## start
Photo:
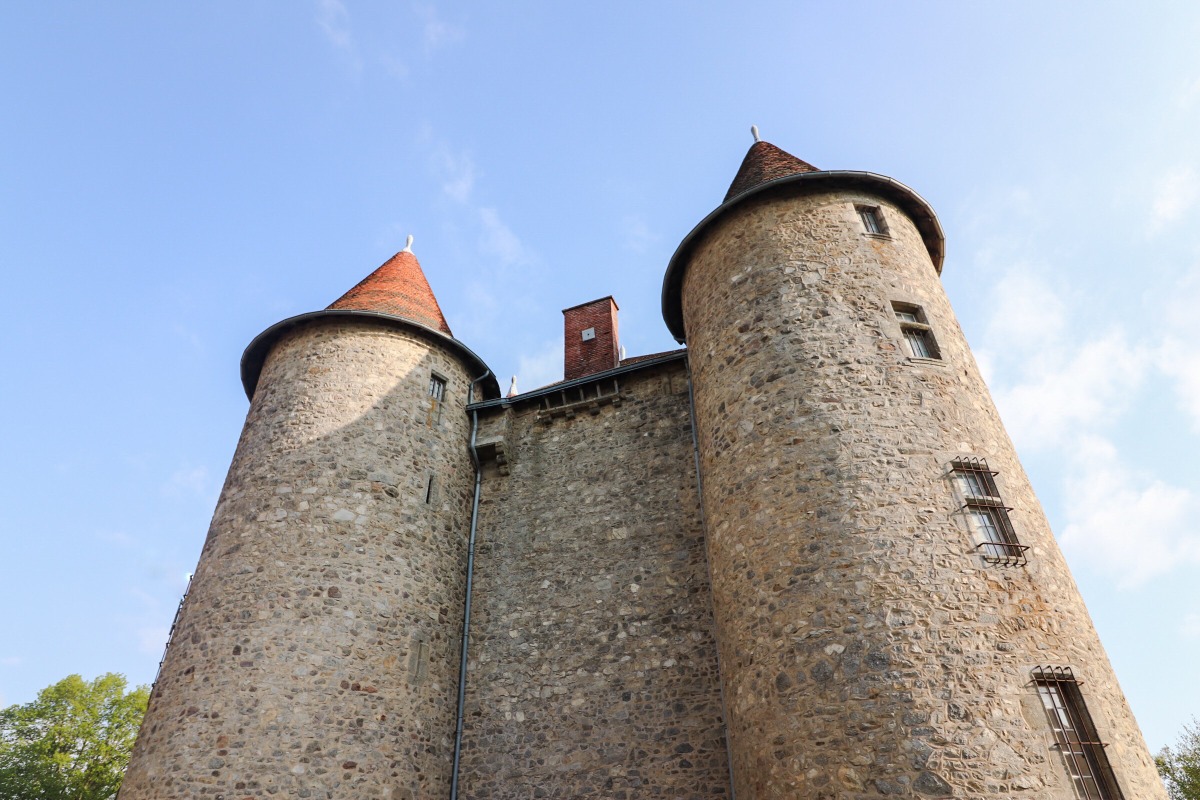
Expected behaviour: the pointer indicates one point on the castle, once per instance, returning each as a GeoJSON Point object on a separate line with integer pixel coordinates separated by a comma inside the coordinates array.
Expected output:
{"type": "Point", "coordinates": [796, 559]}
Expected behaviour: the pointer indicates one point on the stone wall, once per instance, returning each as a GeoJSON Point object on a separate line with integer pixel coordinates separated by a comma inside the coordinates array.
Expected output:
{"type": "Point", "coordinates": [593, 668]}
{"type": "Point", "coordinates": [317, 654]}
{"type": "Point", "coordinates": [868, 648]}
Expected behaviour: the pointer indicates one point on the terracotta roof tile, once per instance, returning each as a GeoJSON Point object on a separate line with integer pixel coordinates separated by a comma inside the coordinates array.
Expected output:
{"type": "Point", "coordinates": [399, 288]}
{"type": "Point", "coordinates": [765, 162]}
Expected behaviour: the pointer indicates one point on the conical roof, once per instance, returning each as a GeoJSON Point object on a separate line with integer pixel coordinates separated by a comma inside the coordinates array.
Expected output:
{"type": "Point", "coordinates": [399, 288]}
{"type": "Point", "coordinates": [765, 162]}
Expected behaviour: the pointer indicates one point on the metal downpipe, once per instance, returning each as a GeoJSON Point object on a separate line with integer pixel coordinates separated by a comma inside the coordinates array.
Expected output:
{"type": "Point", "coordinates": [471, 581]}
{"type": "Point", "coordinates": [708, 565]}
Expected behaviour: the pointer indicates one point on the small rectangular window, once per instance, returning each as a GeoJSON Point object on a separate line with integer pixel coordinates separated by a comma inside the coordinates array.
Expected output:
{"type": "Point", "coordinates": [873, 220]}
{"type": "Point", "coordinates": [437, 388]}
{"type": "Point", "coordinates": [987, 512]}
{"type": "Point", "coordinates": [918, 336]}
{"type": "Point", "coordinates": [1080, 746]}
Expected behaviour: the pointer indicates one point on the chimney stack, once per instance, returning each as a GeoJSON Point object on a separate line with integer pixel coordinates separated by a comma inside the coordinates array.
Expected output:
{"type": "Point", "coordinates": [591, 338]}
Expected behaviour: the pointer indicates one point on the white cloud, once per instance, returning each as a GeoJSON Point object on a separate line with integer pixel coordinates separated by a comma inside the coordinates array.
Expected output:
{"type": "Point", "coordinates": [545, 366]}
{"type": "Point", "coordinates": [498, 239]}
{"type": "Point", "coordinates": [1068, 390]}
{"type": "Point", "coordinates": [187, 480]}
{"type": "Point", "coordinates": [456, 170]}
{"type": "Point", "coordinates": [335, 20]}
{"type": "Point", "coordinates": [1131, 525]}
{"type": "Point", "coordinates": [153, 638]}
{"type": "Point", "coordinates": [639, 236]}
{"type": "Point", "coordinates": [1027, 311]}
{"type": "Point", "coordinates": [1174, 194]}
{"type": "Point", "coordinates": [437, 32]}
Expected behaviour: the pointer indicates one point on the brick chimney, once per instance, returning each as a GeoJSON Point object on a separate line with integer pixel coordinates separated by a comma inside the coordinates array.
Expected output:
{"type": "Point", "coordinates": [591, 338]}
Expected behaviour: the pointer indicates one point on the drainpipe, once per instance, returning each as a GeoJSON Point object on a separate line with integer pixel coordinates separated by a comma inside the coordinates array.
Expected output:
{"type": "Point", "coordinates": [708, 564]}
{"type": "Point", "coordinates": [471, 579]}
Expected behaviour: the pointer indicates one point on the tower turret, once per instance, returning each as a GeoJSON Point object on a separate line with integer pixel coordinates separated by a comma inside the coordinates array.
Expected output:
{"type": "Point", "coordinates": [894, 617]}
{"type": "Point", "coordinates": [317, 653]}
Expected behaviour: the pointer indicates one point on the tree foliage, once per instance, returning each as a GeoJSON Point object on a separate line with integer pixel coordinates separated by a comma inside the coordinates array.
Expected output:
{"type": "Point", "coordinates": [1180, 767]}
{"type": "Point", "coordinates": [72, 743]}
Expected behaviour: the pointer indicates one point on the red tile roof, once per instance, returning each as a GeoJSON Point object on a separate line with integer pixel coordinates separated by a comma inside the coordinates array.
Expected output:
{"type": "Point", "coordinates": [397, 288]}
{"type": "Point", "coordinates": [765, 162]}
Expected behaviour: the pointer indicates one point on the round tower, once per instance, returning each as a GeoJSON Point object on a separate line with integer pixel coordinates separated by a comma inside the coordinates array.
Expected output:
{"type": "Point", "coordinates": [317, 651]}
{"type": "Point", "coordinates": [894, 617]}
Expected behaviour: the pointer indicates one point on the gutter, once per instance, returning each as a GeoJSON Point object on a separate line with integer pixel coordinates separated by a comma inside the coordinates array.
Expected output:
{"type": "Point", "coordinates": [471, 582]}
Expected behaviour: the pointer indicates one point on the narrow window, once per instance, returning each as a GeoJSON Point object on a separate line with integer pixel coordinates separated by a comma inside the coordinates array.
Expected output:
{"type": "Point", "coordinates": [437, 395]}
{"type": "Point", "coordinates": [918, 336]}
{"type": "Point", "coordinates": [437, 388]}
{"type": "Point", "coordinates": [987, 512]}
{"type": "Point", "coordinates": [873, 220]}
{"type": "Point", "coordinates": [1080, 746]}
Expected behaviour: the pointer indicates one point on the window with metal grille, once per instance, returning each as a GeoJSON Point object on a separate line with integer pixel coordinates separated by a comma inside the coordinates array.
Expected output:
{"type": "Point", "coordinates": [987, 512]}
{"type": "Point", "coordinates": [873, 220]}
{"type": "Point", "coordinates": [918, 336]}
{"type": "Point", "coordinates": [1075, 738]}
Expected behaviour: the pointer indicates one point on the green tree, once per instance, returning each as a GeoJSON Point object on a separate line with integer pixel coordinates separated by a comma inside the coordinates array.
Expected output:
{"type": "Point", "coordinates": [1180, 767]}
{"type": "Point", "coordinates": [72, 743]}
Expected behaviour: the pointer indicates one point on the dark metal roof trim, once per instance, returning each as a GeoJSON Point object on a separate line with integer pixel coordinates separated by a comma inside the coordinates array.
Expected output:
{"type": "Point", "coordinates": [255, 356]}
{"type": "Point", "coordinates": [678, 355]}
{"type": "Point", "coordinates": [915, 205]}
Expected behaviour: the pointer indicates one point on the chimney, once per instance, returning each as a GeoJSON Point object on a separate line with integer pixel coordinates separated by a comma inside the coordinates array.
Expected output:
{"type": "Point", "coordinates": [591, 331]}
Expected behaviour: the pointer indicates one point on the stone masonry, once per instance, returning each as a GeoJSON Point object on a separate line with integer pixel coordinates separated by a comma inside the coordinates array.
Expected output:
{"type": "Point", "coordinates": [754, 567]}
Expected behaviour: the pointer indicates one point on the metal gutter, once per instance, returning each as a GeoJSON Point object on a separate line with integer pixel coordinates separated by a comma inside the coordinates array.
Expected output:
{"type": "Point", "coordinates": [255, 356]}
{"type": "Point", "coordinates": [580, 382]}
{"type": "Point", "coordinates": [708, 565]}
{"type": "Point", "coordinates": [471, 583]}
{"type": "Point", "coordinates": [915, 205]}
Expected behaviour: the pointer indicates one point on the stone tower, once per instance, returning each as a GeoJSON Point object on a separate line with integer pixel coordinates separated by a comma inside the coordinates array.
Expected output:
{"type": "Point", "coordinates": [317, 651]}
{"type": "Point", "coordinates": [893, 614]}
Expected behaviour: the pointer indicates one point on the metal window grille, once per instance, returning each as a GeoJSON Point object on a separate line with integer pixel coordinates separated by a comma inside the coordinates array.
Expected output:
{"type": "Point", "coordinates": [1075, 738]}
{"type": "Point", "coordinates": [917, 332]}
{"type": "Point", "coordinates": [987, 512]}
{"type": "Point", "coordinates": [870, 217]}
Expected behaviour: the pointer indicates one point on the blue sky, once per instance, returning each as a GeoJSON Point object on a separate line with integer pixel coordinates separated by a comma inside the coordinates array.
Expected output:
{"type": "Point", "coordinates": [179, 176]}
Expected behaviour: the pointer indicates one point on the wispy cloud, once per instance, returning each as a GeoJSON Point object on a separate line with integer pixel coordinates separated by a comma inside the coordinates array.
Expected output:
{"type": "Point", "coordinates": [498, 240]}
{"type": "Point", "coordinates": [153, 638]}
{"type": "Point", "coordinates": [436, 32]}
{"type": "Point", "coordinates": [187, 480]}
{"type": "Point", "coordinates": [334, 20]}
{"type": "Point", "coordinates": [456, 170]}
{"type": "Point", "coordinates": [1175, 193]}
{"type": "Point", "coordinates": [637, 235]}
{"type": "Point", "coordinates": [541, 367]}
{"type": "Point", "coordinates": [1127, 524]}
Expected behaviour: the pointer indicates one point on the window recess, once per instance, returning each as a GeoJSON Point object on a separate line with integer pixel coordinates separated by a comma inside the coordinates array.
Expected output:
{"type": "Point", "coordinates": [987, 512]}
{"type": "Point", "coordinates": [873, 220]}
{"type": "Point", "coordinates": [1075, 737]}
{"type": "Point", "coordinates": [918, 335]}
## end
Copy out exactly the lines between the line with "Expected behaviour: the pointer indicates one point on the blue" and the last line of the entries, counting both of those lines.

:: FULL ANSWER ::
Expected behaviour: the pointer indicates one point on the blue sky, once per instance, returning each as a GeoJSON Point object on a separate line with integer pixel coordinates separated by a comma inside the coordinates array.
Expected output:
{"type": "Point", "coordinates": [179, 176]}
Expected behaviour: the pointer indicates one point on the wispy cloud, once per instance, returning each as a GeoJSON Point object on a separate line with integer pixel coordinates separated by a comma inside the coordinates array.
Expected output:
{"type": "Point", "coordinates": [498, 240]}
{"type": "Point", "coordinates": [153, 638]}
{"type": "Point", "coordinates": [436, 32]}
{"type": "Point", "coordinates": [187, 480]}
{"type": "Point", "coordinates": [334, 20]}
{"type": "Point", "coordinates": [456, 170]}
{"type": "Point", "coordinates": [1175, 193]}
{"type": "Point", "coordinates": [637, 235]}
{"type": "Point", "coordinates": [541, 367]}
{"type": "Point", "coordinates": [1127, 524]}
Expected behaviour: the pointer indicates one point on the window recess, once per instance, returning each as a GeoJSON Point object on a separate line with integer pixel coordinates separated by a comma inside the coordinates array.
Expected output:
{"type": "Point", "coordinates": [987, 512]}
{"type": "Point", "coordinates": [873, 220]}
{"type": "Point", "coordinates": [1075, 737]}
{"type": "Point", "coordinates": [918, 335]}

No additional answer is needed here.